Requirement
Down to the last line, print the material below verbatim.

Exercise data
----------------------------------------

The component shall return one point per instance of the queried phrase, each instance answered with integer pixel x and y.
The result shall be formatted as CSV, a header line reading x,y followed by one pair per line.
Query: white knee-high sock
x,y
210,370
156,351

----------------------------------------

Task response
The component shall return one point per instance of the queried phrase, each instance answered with integer pixel x and y.
The result shall be formatted as CSV, a header line reading x,y followed by one pair per line.
Query: white knee-high sock
x,y
210,370
156,351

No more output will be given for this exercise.